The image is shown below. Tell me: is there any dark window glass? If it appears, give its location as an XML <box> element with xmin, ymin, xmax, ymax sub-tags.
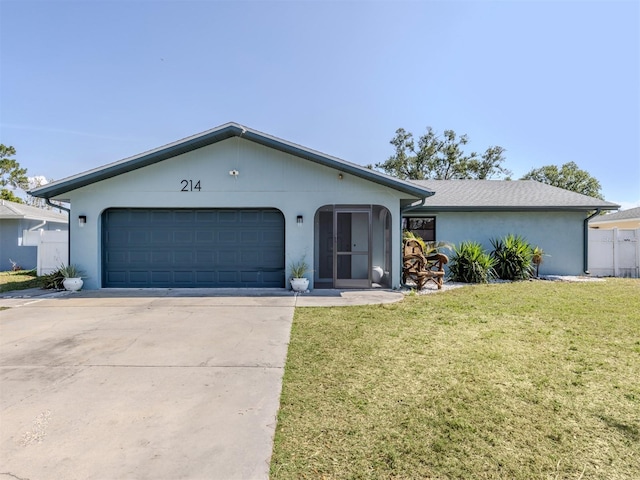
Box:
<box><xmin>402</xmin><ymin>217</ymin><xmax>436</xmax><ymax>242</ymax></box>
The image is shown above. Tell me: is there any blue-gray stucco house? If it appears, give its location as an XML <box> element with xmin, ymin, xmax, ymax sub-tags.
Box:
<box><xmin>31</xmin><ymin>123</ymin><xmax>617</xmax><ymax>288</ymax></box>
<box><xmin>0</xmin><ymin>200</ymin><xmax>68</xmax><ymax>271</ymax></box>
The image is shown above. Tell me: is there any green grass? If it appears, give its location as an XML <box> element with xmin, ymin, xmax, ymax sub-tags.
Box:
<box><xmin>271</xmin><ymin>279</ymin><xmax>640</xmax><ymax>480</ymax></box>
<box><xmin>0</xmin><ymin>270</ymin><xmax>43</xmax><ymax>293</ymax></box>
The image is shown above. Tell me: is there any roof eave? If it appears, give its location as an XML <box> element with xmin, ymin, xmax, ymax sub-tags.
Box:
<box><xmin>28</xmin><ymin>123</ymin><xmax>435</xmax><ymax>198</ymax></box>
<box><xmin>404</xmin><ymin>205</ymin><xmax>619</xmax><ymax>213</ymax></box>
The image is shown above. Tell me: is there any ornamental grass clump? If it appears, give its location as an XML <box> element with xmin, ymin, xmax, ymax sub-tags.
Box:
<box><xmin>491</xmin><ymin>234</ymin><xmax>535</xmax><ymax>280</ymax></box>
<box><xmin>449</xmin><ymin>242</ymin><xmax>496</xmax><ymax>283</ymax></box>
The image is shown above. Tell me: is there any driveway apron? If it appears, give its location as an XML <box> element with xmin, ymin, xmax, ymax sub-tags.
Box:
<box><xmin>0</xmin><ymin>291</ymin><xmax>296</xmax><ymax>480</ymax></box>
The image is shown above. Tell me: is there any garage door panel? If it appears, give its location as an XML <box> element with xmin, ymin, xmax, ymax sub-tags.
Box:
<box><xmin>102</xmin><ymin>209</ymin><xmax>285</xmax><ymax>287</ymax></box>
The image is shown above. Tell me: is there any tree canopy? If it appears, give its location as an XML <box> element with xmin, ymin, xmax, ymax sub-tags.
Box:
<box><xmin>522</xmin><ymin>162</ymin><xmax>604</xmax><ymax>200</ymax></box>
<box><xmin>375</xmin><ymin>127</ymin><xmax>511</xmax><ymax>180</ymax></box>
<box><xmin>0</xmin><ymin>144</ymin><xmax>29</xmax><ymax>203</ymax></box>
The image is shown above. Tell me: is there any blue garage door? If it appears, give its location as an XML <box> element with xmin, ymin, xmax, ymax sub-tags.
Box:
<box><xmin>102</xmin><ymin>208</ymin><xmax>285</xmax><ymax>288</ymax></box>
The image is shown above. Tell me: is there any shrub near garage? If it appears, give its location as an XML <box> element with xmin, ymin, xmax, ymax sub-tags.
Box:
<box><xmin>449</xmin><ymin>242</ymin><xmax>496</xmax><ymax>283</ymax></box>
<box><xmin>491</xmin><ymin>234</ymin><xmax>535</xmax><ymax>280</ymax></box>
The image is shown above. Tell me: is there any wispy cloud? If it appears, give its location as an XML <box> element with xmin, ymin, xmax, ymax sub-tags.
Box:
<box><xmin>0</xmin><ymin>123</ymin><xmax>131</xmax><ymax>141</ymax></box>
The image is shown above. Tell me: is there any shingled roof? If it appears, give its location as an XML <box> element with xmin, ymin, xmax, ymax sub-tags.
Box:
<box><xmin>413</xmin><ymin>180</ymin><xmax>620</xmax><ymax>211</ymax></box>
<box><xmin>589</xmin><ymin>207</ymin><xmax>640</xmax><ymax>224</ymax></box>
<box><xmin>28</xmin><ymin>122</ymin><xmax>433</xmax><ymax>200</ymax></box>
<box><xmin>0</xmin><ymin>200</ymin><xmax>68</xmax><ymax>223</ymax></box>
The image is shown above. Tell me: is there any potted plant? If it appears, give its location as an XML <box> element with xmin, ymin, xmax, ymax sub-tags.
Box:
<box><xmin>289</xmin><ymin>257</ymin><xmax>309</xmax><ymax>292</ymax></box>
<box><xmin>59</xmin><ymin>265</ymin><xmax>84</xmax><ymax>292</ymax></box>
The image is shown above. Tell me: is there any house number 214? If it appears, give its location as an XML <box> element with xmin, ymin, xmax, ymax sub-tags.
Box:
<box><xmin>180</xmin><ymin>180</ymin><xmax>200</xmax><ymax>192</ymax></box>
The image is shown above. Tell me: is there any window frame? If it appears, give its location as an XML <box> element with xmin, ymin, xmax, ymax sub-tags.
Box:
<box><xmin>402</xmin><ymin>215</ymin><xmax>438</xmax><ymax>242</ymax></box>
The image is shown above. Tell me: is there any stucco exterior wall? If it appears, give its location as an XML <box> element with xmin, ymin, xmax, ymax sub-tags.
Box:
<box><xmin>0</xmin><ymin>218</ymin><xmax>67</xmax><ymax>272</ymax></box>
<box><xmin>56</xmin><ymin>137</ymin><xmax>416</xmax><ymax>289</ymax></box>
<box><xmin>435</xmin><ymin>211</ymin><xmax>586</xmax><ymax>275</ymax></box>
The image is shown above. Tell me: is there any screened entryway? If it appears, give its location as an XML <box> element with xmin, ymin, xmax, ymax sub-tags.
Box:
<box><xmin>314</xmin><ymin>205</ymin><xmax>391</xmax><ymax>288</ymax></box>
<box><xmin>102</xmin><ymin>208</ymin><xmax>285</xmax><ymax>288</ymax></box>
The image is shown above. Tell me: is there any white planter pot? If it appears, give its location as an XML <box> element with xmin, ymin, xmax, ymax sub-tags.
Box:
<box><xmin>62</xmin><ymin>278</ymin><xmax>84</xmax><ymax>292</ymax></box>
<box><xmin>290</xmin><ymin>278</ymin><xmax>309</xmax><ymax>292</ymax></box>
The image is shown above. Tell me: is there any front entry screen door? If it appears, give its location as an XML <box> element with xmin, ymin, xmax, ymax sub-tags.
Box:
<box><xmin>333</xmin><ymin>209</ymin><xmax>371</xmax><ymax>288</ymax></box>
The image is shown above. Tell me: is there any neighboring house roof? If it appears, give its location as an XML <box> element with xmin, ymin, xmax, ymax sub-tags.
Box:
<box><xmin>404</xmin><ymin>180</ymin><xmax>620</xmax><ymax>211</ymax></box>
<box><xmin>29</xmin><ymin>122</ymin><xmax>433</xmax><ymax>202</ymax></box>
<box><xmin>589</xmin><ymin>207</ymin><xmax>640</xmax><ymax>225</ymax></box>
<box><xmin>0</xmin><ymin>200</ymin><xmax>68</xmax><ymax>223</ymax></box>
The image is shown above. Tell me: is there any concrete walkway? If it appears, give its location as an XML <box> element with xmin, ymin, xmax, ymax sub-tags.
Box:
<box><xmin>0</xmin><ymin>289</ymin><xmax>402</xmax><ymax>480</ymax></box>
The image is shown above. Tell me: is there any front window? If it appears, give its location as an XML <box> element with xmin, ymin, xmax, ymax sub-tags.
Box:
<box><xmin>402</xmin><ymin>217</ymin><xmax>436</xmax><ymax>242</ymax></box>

---

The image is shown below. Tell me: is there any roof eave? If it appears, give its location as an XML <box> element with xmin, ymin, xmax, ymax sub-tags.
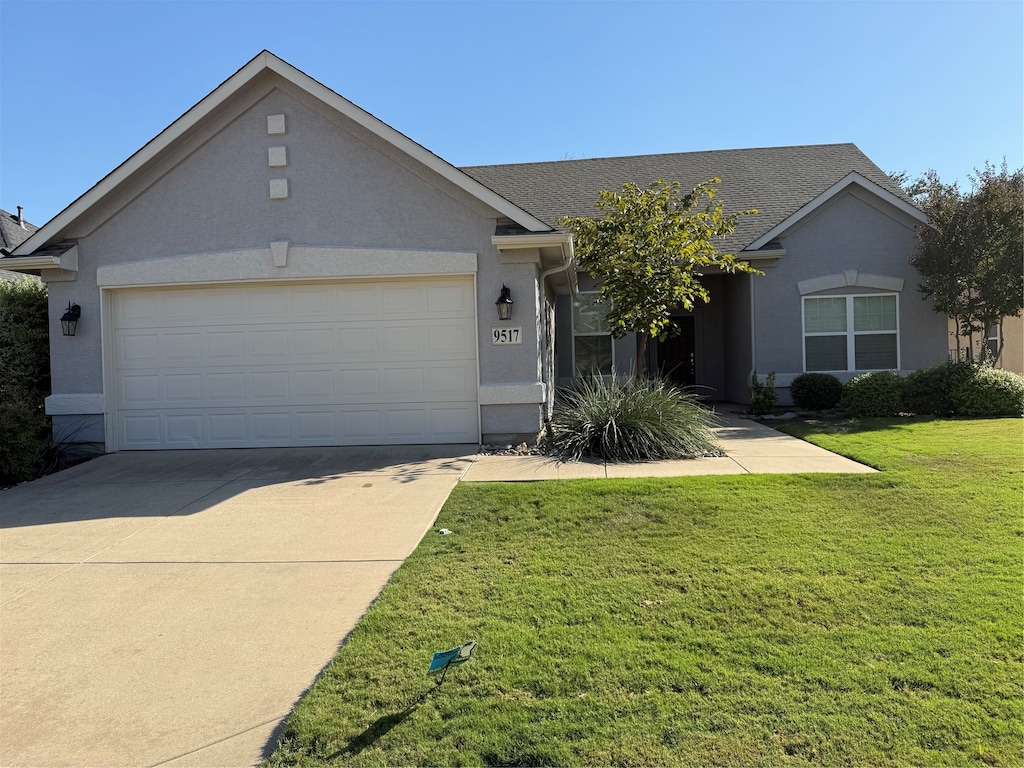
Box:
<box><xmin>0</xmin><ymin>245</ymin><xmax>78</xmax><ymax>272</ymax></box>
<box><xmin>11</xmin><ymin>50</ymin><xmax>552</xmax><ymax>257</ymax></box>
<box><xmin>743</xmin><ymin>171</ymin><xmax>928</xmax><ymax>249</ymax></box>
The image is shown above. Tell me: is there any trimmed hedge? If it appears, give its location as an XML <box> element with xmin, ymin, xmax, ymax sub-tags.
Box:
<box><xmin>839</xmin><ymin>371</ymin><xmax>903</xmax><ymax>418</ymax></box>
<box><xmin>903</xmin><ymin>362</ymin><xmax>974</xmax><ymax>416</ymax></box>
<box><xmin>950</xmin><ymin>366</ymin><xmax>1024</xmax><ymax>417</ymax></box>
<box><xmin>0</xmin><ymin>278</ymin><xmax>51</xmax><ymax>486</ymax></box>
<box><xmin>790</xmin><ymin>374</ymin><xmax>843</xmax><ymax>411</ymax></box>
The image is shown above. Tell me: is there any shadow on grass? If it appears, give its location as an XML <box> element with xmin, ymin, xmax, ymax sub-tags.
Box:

==

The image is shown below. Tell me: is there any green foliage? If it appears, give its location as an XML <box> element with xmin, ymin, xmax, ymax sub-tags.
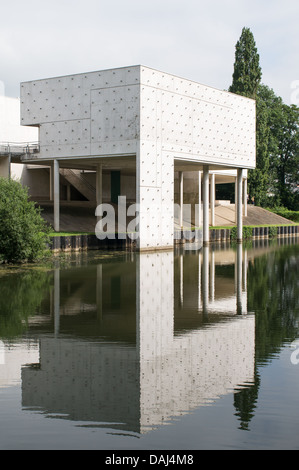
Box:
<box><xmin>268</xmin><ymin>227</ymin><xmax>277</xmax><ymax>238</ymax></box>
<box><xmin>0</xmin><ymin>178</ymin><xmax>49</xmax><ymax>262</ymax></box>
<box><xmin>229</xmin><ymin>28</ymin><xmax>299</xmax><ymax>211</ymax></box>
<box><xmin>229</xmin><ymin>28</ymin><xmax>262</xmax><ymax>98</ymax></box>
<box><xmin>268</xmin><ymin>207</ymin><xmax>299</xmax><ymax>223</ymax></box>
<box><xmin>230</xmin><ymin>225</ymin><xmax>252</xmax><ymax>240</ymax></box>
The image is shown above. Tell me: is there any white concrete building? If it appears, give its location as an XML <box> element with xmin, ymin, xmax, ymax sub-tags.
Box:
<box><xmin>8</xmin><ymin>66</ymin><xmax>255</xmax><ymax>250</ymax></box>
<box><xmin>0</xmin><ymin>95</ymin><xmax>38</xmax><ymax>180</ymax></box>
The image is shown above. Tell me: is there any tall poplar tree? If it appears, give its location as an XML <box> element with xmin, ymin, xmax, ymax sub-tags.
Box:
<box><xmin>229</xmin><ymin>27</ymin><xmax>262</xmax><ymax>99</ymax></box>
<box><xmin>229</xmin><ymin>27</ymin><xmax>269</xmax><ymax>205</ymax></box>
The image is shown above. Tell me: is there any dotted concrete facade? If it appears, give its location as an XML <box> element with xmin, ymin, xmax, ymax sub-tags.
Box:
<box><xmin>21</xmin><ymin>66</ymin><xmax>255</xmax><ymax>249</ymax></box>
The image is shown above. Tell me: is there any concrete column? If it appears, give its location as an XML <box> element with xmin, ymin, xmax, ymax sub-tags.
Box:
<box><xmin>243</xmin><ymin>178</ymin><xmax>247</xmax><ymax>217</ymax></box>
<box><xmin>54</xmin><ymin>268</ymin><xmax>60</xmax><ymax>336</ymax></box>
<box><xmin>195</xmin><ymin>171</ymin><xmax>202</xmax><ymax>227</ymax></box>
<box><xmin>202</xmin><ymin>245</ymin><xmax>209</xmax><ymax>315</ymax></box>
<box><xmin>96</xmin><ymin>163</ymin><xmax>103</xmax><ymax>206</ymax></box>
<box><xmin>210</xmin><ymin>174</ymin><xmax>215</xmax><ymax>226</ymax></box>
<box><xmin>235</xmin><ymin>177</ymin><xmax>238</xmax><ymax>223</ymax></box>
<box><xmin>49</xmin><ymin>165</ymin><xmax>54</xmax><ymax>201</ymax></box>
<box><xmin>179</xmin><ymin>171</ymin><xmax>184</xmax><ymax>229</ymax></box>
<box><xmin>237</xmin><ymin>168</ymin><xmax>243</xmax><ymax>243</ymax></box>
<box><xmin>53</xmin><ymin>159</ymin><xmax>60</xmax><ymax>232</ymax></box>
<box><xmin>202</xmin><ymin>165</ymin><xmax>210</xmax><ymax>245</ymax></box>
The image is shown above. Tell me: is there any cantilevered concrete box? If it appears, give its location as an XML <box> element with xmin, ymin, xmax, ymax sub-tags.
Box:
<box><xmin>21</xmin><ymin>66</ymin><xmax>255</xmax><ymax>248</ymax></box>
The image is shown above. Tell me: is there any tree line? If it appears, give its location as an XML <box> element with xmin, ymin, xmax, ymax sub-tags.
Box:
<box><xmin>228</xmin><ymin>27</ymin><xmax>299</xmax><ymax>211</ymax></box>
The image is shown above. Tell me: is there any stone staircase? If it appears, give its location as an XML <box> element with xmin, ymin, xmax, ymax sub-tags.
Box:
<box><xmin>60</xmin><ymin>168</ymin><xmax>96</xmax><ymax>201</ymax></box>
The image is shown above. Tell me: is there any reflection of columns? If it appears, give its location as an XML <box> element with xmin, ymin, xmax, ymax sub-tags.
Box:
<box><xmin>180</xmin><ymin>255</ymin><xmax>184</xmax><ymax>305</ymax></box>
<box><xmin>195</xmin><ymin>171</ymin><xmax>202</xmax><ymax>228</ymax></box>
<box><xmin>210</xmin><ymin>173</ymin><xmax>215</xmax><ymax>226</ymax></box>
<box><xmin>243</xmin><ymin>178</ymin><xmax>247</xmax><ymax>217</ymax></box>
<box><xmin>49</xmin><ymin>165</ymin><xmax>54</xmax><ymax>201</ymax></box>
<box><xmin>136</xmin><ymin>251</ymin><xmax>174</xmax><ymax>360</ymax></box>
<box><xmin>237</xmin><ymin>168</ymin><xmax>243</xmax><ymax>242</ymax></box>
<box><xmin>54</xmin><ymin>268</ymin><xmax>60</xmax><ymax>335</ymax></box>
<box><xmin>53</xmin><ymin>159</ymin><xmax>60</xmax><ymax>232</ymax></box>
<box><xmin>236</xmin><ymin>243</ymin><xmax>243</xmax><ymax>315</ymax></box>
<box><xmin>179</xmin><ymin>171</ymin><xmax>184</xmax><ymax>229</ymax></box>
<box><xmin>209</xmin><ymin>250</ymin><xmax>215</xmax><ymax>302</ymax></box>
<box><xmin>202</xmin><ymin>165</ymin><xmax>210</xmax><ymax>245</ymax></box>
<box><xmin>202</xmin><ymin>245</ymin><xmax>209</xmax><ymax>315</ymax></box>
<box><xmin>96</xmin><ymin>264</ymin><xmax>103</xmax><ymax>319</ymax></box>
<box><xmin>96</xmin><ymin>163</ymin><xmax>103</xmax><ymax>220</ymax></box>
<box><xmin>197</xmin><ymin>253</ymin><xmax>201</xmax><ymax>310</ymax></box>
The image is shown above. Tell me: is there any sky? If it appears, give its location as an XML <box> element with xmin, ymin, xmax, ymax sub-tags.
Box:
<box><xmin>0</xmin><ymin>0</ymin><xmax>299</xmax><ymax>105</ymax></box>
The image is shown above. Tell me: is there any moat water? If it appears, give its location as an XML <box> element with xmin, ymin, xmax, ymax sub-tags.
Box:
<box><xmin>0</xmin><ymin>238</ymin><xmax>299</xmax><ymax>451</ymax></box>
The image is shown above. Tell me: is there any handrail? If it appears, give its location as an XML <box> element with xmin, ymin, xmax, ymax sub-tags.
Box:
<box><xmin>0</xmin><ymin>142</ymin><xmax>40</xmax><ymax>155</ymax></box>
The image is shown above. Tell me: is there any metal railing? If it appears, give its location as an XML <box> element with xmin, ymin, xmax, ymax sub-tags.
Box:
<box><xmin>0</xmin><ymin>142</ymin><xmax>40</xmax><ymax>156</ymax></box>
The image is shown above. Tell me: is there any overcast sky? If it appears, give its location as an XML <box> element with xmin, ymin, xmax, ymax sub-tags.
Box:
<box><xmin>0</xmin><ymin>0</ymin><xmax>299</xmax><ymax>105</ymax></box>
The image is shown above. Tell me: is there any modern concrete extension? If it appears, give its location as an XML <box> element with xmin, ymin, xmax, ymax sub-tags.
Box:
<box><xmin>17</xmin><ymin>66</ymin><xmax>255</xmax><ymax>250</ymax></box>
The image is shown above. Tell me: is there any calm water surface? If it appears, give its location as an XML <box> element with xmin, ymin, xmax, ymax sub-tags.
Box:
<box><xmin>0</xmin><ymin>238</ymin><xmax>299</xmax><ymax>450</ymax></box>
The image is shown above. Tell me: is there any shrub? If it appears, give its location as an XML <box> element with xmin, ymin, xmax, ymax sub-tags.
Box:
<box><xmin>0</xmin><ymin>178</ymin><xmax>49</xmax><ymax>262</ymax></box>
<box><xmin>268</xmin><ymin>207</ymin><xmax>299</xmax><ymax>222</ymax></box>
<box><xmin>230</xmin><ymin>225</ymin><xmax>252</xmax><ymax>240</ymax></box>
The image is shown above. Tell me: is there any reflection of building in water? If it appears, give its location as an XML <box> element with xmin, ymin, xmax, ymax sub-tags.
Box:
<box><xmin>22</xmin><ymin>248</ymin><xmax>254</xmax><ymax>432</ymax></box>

▸ **REQUIREMENTS**
How many lines in the rows above contain the string "window", with case counting? Reply with the number alone.

▸ **ANSWER TO THE PROBLEM**
3